**Görev a:**
Oruç Aruoba yazısına göre şu soruları yanıtlayın:
(i) Yazarın okuduğu ilk Oruç Aruoba kitabı hangisidir?
(ii) Kitaptaki biyografide altı çizilen cümlecik hangi yılı anar?
(iii) Halkaya en son dahil olan kitap hangisidir?

**Seçilmiş alıntı:**
::::::::

31 Mayıs 2020 Pazar

oruç aruoba

her şey uzun sürmüş bir gecenin sabahında nasılsa önüme düşen umay umay tivitiyle başlamış, anlayamamışım. oruç aruoba'dan bir alıntıydı, şaşırtan bir yanı yoktu. 

sonra koşmaya gittim. eve döndüğümde posta kutularının elektronik olanında beni bekleyen bir mesaj vardı. daha doğrusu bir yorum. meğer oruç aruoba 'bu tatar çölü'nden kurtuluşun yolunu bulmuş. 

gittiği yerde buradakinden daha mutlu olsun. -eğer varsa- inandığı tanrı(lar) merhametini ve şefkatini ondan esirmesin. 


"en yoğun özlemlerimizin ortasına bir katı bıkkınlık gelir yerleşir, apansız: öyle olur ki, en son ucuna gitmeye can attığımız bir ilişkinin içinden çekip gitme arzusu çöker üzerimize.

bu, tek cümleyle girmişti hayatıma. iki binlerin başıydı. ankaraydı. içimde fark etmediğim gitmekler vardı. kelimelerini bulmuştu artık. yakari beni biliyordu. dosttu. "dikkat et," dedi. "bu gitmekler alışkanlık hâline dönüşmesin." 

her zaman gitmedim aslında. bazan gitmesine izin verdim. ben, öylece durdum. 

ilk oruç aruoba kitabım yürüme oldu haliyle. kitabın başında yer alan, oldukça alçak gönüllü biyografisinde tek bir cümleciğin altını çizmiştim: 1983'te üniversiteyi terk etti... istifa değil terk. bu da, ondan öğrendiğim ikinci şeydi. 

daha fazlası vardı ama bana bir kitaptan iki şey bile yeterdi. artık, beni ben yapan kitaplardandı; hangi şehre gitsem, hangi evlerin odalarına, salonlarına kitaplıklar kursam. 

en son zilif dahil oldu halkaya. sanki parantez kapansın, çember tamamlansın diye. zilif, yani: 'mürekkep = kan' denklemine yaklaşan bir mektup-kitap/ bir sonraki gece olmayabilecekken, bıçak sırtında yazılmış, bıçak gibi bir metin.

::::::::

**Görev b:** Aşağıdaki listede "snake" dizesini içeren satırların sayısını belirtin. Büyük-küçük harf ayrımı gözetilir; yalnızca sayıyı yazın.

(Kontur etiketleme girdileri)

::::::::

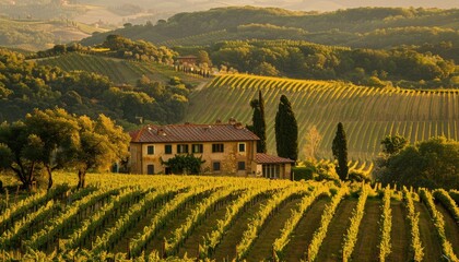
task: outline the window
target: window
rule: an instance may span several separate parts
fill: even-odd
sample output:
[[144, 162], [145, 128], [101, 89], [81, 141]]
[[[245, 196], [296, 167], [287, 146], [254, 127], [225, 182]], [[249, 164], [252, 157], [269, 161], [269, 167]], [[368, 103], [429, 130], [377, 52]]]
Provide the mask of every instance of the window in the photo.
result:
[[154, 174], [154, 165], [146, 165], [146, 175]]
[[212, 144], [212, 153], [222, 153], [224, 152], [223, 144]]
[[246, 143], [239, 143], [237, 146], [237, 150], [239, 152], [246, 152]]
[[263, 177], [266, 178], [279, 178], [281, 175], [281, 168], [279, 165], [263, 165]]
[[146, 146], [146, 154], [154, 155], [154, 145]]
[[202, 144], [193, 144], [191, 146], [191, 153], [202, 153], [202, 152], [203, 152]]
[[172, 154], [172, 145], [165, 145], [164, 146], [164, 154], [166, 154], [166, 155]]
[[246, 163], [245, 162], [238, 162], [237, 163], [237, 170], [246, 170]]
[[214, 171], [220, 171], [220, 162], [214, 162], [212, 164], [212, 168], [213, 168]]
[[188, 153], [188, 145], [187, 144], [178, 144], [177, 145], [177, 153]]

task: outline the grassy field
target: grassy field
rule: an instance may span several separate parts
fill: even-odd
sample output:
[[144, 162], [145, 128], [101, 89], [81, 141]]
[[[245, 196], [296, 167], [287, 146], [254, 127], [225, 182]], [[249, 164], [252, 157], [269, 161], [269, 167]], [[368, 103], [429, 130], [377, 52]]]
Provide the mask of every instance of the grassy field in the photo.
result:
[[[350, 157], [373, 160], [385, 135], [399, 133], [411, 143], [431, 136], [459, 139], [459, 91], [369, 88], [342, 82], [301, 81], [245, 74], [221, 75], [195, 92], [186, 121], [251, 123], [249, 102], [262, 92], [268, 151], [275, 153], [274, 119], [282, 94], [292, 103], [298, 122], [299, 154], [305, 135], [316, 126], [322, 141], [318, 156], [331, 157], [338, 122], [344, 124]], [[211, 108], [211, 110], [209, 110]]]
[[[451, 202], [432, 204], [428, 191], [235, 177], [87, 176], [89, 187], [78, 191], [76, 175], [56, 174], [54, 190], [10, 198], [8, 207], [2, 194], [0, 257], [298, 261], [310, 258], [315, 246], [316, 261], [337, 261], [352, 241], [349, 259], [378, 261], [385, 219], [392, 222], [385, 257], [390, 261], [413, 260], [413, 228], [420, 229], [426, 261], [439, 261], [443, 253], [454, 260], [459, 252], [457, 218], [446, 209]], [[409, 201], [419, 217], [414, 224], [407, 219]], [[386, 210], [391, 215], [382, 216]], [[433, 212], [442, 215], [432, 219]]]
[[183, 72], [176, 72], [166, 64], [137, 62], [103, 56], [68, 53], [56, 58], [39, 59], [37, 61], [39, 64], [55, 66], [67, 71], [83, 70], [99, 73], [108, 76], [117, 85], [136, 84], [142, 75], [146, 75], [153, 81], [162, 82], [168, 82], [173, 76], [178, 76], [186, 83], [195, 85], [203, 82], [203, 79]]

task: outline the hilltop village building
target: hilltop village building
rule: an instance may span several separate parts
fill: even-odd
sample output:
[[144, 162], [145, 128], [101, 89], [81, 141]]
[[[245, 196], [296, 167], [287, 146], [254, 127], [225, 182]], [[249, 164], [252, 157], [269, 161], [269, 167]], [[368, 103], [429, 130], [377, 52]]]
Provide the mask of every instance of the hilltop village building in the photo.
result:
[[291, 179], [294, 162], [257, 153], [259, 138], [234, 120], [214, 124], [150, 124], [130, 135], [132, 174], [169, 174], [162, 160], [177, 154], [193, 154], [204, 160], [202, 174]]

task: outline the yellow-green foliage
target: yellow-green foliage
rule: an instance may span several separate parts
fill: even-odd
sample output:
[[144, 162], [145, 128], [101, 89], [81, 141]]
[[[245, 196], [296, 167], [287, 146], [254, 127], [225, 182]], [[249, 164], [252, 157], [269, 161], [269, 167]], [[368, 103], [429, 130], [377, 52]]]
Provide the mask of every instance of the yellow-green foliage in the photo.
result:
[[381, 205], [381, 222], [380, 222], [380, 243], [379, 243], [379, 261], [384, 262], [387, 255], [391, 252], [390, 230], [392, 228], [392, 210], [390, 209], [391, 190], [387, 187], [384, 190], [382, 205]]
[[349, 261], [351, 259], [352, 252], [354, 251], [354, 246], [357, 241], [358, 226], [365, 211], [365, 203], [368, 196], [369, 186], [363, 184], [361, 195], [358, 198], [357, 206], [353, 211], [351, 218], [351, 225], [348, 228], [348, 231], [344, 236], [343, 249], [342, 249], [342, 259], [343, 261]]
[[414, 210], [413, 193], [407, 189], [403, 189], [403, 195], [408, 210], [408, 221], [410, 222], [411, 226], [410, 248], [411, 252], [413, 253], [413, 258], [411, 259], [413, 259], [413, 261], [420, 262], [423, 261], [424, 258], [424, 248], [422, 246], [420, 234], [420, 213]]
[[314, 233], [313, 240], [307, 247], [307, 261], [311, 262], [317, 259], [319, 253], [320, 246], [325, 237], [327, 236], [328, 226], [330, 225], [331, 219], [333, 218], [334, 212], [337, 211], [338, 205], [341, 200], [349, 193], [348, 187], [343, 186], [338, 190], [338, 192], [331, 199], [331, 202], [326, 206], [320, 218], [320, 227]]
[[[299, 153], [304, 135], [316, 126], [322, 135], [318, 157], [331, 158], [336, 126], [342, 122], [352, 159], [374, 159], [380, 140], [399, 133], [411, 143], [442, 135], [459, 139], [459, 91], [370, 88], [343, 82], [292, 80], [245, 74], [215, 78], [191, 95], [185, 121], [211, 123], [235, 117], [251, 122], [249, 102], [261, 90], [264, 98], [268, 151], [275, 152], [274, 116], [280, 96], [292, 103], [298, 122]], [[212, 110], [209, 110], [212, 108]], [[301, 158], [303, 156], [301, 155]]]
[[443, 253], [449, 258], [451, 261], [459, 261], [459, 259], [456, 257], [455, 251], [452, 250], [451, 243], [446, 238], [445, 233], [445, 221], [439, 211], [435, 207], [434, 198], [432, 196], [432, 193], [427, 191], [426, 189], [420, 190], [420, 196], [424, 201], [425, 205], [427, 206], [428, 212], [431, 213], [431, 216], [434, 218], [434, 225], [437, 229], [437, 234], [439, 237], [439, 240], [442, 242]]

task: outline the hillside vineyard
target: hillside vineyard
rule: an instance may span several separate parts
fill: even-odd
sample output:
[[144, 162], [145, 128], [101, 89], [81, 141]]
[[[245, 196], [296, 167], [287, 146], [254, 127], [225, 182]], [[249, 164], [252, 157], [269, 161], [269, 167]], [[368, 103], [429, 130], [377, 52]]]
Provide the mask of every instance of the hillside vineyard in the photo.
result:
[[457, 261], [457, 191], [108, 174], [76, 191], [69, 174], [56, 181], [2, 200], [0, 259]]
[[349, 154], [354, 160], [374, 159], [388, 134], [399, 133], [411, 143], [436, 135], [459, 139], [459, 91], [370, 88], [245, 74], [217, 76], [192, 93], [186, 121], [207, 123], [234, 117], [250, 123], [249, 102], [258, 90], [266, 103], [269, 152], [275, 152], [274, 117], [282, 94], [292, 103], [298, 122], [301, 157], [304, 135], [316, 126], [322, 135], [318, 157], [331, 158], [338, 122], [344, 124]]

::::::::

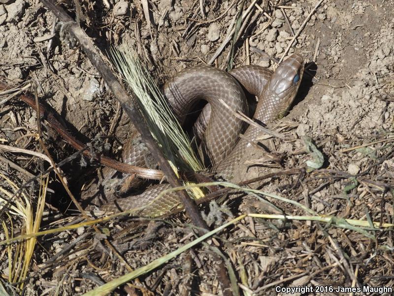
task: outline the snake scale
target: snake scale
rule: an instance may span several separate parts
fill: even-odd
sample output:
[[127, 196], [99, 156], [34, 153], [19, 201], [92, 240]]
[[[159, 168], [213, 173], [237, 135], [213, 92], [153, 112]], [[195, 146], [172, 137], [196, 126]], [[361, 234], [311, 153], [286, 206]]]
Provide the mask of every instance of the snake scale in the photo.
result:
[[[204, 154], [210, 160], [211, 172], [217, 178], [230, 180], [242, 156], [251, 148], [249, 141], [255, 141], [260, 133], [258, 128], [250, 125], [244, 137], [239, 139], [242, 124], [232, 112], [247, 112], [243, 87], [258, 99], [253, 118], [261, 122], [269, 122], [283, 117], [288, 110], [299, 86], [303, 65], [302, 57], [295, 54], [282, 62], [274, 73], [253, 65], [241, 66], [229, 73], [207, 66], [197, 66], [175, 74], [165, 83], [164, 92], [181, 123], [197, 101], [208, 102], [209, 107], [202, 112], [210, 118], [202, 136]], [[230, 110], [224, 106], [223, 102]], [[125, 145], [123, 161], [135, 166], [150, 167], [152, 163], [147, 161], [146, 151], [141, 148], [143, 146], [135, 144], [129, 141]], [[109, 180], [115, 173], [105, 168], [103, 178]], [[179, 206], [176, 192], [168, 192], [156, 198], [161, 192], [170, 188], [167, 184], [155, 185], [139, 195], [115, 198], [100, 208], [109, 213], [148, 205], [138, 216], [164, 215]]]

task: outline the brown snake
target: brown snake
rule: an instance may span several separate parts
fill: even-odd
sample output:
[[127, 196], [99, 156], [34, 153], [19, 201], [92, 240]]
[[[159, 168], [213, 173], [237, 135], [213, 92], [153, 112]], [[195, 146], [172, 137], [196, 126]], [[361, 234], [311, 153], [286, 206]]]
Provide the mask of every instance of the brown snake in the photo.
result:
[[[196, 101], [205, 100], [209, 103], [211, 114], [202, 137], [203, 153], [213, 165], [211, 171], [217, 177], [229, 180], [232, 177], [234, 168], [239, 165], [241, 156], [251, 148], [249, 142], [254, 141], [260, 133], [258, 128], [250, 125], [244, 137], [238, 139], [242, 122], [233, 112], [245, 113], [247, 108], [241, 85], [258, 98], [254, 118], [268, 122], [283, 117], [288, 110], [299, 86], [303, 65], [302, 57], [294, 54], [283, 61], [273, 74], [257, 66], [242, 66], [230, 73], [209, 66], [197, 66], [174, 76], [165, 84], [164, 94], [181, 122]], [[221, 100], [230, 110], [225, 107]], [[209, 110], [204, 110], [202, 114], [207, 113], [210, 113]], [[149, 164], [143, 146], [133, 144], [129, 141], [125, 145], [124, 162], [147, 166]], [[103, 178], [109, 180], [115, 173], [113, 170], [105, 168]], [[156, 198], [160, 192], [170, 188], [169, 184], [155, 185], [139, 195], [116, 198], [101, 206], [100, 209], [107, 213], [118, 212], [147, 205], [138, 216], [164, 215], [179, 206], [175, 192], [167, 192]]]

::::::::

**Tam çözüm a:**
(i) Yürüme
(ii) 1983
(iii) Zilif

**Tam çözüm b:** 6